> _AIM_: Find every line in the items below that contains the string "panel" and copy each of those lines. The match is case-sensitive.
[SUPPLIED DATA start]
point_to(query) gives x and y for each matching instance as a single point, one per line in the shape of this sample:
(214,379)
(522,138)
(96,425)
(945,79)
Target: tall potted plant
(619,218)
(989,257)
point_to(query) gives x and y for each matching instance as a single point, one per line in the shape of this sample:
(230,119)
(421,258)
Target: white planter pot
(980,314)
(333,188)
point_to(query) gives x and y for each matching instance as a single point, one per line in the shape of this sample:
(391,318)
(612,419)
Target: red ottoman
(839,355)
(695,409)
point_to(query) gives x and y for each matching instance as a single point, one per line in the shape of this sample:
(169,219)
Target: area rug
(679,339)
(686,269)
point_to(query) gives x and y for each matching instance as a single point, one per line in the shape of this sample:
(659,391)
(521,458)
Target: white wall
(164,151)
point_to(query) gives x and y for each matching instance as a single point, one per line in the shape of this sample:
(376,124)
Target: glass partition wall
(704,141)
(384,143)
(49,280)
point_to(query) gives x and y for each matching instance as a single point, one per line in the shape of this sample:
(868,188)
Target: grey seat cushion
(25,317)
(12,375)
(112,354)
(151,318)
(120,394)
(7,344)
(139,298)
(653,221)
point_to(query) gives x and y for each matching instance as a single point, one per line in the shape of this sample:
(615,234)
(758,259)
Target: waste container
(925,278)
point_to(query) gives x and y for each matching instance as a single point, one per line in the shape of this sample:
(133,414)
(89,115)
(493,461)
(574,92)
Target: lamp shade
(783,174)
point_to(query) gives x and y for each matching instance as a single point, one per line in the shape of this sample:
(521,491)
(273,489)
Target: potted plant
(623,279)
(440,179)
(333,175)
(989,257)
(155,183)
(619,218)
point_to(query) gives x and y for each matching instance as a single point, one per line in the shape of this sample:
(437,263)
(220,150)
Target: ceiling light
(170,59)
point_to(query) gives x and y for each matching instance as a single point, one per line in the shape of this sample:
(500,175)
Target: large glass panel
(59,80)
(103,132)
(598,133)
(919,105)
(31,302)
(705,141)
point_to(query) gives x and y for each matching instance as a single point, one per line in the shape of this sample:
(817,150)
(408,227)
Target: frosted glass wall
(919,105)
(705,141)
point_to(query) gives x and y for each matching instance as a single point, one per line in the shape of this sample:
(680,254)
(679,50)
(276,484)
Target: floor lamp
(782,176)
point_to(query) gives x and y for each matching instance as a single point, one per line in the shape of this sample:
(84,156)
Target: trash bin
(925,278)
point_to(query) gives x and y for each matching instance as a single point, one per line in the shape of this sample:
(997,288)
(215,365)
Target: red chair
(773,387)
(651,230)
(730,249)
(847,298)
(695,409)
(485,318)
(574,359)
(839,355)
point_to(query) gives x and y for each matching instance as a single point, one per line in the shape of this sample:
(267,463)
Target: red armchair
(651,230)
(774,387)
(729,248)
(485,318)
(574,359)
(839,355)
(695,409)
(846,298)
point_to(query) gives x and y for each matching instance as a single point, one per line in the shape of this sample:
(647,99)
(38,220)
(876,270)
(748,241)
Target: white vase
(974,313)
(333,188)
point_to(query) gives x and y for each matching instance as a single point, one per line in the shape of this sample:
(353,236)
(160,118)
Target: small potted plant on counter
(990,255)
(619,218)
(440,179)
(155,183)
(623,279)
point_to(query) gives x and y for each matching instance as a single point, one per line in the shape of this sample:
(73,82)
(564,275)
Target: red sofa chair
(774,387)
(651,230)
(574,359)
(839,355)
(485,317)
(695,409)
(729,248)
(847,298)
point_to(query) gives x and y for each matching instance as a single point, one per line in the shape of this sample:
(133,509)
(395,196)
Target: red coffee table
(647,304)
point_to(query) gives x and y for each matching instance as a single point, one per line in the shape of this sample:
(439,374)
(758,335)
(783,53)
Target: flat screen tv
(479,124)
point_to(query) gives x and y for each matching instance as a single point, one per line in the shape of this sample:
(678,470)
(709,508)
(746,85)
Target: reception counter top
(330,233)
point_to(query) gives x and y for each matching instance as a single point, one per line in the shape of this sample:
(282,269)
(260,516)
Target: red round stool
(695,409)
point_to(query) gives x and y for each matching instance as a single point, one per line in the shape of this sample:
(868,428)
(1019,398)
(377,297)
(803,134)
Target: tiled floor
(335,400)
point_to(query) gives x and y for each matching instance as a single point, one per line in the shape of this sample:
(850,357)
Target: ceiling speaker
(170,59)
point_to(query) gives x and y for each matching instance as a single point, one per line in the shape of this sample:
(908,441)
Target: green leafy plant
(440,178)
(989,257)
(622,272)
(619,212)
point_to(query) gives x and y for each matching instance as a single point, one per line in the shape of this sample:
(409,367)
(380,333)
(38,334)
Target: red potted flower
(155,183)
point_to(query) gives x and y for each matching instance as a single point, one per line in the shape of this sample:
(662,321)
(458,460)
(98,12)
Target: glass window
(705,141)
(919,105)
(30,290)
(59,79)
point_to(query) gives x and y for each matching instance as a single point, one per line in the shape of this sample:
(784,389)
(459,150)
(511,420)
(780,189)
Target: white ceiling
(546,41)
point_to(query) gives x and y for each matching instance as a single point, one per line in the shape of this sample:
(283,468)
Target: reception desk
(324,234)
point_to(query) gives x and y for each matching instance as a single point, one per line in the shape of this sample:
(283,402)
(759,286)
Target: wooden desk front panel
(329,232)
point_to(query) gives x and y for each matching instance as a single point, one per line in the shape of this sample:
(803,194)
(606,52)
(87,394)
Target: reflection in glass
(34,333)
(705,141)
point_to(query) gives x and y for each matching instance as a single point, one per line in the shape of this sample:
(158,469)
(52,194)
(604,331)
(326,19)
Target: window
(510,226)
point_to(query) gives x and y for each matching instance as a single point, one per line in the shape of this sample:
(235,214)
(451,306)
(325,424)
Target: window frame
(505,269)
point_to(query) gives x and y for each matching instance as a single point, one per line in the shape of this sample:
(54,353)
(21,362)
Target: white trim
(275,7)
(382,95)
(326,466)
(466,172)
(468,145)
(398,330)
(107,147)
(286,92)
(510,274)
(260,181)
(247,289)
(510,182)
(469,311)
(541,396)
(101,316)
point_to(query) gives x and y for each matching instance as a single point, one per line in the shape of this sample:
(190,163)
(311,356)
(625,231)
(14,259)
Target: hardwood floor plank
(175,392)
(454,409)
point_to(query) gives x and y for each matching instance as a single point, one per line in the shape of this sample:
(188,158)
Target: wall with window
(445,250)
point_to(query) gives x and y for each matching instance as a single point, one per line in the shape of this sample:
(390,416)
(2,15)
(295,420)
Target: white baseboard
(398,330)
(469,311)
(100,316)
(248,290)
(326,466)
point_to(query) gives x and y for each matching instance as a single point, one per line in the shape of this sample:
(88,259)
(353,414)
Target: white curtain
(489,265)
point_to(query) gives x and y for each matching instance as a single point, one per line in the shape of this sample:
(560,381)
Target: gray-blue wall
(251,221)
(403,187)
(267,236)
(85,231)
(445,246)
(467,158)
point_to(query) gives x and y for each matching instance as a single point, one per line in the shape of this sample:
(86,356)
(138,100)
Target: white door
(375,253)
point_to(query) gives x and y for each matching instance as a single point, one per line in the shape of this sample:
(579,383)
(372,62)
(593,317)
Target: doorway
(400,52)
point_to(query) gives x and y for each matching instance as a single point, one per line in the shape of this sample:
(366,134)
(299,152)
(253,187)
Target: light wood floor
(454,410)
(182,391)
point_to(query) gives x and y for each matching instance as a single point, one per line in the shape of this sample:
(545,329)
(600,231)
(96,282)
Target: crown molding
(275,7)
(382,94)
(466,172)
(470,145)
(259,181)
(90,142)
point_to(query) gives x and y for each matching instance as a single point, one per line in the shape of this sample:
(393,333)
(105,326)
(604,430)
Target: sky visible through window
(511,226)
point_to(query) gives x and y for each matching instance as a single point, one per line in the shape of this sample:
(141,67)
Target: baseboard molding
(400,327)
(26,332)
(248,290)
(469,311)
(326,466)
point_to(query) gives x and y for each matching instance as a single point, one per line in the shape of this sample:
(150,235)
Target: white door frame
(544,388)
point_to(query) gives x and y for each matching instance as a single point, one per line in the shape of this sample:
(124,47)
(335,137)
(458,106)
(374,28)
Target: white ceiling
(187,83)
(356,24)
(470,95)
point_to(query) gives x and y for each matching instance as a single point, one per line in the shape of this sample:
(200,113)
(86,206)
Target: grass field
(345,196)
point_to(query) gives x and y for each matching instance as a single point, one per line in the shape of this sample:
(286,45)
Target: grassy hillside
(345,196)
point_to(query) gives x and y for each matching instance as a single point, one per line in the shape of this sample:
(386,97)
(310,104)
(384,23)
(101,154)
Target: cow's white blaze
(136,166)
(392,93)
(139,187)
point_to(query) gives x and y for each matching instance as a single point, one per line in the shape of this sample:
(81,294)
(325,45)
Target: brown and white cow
[SUPPLIED DATA end]
> _CORRECT RESULT_:
Target: large glass panel
Target: wooden desk front panel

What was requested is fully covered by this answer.